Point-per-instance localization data
--- START ---

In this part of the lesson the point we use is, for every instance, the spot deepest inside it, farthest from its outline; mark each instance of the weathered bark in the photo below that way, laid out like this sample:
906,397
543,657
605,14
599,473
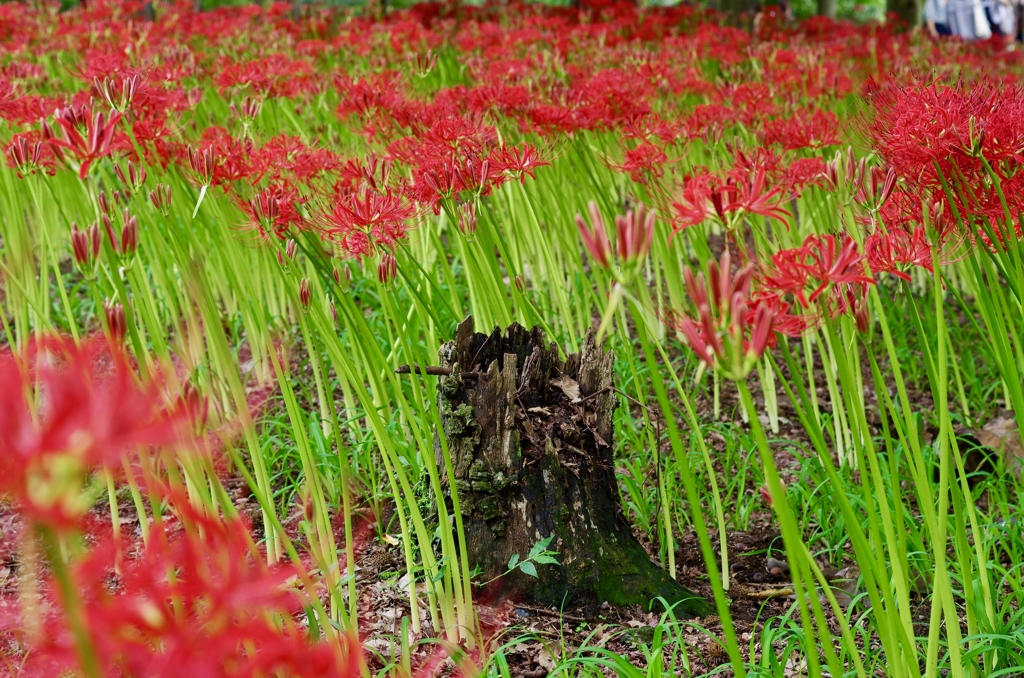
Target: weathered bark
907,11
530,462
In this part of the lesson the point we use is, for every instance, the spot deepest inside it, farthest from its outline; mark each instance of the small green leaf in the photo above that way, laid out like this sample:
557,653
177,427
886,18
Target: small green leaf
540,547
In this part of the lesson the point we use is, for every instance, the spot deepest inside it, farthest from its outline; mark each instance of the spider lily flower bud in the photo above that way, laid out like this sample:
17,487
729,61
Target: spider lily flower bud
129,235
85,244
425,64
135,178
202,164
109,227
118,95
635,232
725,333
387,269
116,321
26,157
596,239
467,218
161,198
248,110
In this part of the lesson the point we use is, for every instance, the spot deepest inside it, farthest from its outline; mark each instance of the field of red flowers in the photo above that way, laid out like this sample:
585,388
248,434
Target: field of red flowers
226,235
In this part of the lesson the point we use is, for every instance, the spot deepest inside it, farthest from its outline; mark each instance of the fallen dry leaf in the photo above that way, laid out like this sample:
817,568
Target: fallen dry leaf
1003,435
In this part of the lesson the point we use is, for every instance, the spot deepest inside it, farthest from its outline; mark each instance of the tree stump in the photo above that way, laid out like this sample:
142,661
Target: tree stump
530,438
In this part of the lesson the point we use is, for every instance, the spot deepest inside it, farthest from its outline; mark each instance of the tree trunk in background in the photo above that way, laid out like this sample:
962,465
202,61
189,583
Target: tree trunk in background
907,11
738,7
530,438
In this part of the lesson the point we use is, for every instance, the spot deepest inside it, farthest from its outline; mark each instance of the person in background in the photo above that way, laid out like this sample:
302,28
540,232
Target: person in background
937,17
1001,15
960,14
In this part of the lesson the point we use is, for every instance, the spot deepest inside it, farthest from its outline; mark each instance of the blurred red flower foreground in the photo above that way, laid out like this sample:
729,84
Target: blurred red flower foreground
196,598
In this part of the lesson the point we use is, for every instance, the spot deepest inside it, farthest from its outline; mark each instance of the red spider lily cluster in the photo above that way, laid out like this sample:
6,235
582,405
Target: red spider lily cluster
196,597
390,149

--- END ---

» Exercise details
Return each record exactly as given, excluding any image.

» Solved problem
In this part of the lesson the point we use is, for every instance, the spot deepest inside it, farthest from its outline; mark each instance of the weathered bark in the photo below that way, laid out like this sample:
906,397
543,657
605,14
599,473
Target: weathered bark
907,11
530,462
In this part of the lesson the point we use is, for every instance, the spot deepest inside it, farthest from its outline; mark each instance of the small green leaf in the photo above that way, laid out like this sample:
557,653
177,427
886,18
Target: small green leaf
540,547
In this part of the lesson the point we use is, for every instance, the spot deepest inside it, farthest from its outline; mark each instance of the spider lily flower bud in the photo above that way, laid out like this sample:
17,487
729,61
Target: spider lily flower bud
129,235
85,244
425,64
135,178
202,164
109,227
118,95
635,232
725,333
387,269
116,321
26,157
596,239
467,218
161,198
248,110
In this part of the lesson the point we use is, for every instance, the spot deepest inside it, farthest from its outline; mark each instance of the field of red flowers in the photo above that way, laid out like this sample:
585,388
248,434
Target: field of red flowers
226,235
In this part of the lesson the point we use is, for every instance, the spot deepest inside it, farthest from its outline; mark each instance of the fallen dry leaf in the photo above that way, laid out like this sample:
817,568
Target: fallen dry leaf
1003,435
In this part of the lesson the point we use is, for every instance, the spot deepest inside it, farthest from its outline; mark each instance of the tree stump in the photo above that way, laid out like this sample:
142,661
Target: tree stump
530,438
In this part of the lesson the point we use is, for every instance, the spot deepest inside it, farthest from its outline; mark each instance of the tree trunk in background in the photo above that way, laid out like this sample:
962,465
202,61
189,583
Target: tree trunk in background
907,11
738,7
530,438
In this part of the lesson the point we use is, for every instance, the spot deepest inside it, farthest from its outline; mark each instance of the person in background in the photo above that way, laid out like this sample:
302,28
540,232
Target: person in background
937,17
1001,15
960,14
In this part of the lesson the point we use is, for every instance, the spot deepest inside it, farthest from its outline; mark each instance of the blurred red flower foreground in the photo above that way, laid out like this sample:
729,84
Target: blurred red flower foreground
196,598
In this part of the lesson the point we use is, for every instance, the spot deepest inside it, farthest from its outline; mark each instance of the red spider lily cluster in the photo above that way, laid out like this sample:
6,235
582,405
Target: red spider lily cluster
196,597
390,149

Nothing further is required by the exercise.